■ **Stated task**:
Rewrite the data below as a numbered list with one line per number, skipping any blank lines. Leave out the picture.

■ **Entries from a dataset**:

· · · ·

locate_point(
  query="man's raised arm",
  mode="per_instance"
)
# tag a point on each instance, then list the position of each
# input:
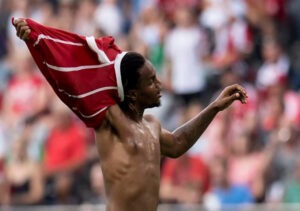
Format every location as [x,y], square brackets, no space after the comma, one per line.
[179,141]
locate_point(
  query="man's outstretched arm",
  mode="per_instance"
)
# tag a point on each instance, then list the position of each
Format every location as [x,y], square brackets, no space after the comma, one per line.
[179,141]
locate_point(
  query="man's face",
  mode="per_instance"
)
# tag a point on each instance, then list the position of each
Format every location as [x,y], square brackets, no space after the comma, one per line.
[149,88]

· · · ·

■ **Exercise answer**:
1. locate_point(
2.   query="man's raised arm",
3.   mode="per_instance"
4. )
5. # tag a point on each instance, then list the position of each
6. # input:
7. Format every location as [x,y], square brackets, no space after the comma, one per line.
8. [179,141]
9. locate_point(
10.   query="man's outstretched arm",
11.   mode="per_instance"
12. )
13. # tag a point on each instance, then list the position of each
14. Format every location as [x,y], square brackets, no space after the comma, one per line.
15. [179,141]
16. locate_point(
17.   query="man's face",
18.   mode="per_instance"
19. )
20. # tag a point on each instance, then list the position of each
21. Format every location as [x,y], square brackets, no space after the comma, one per line.
22. [149,88]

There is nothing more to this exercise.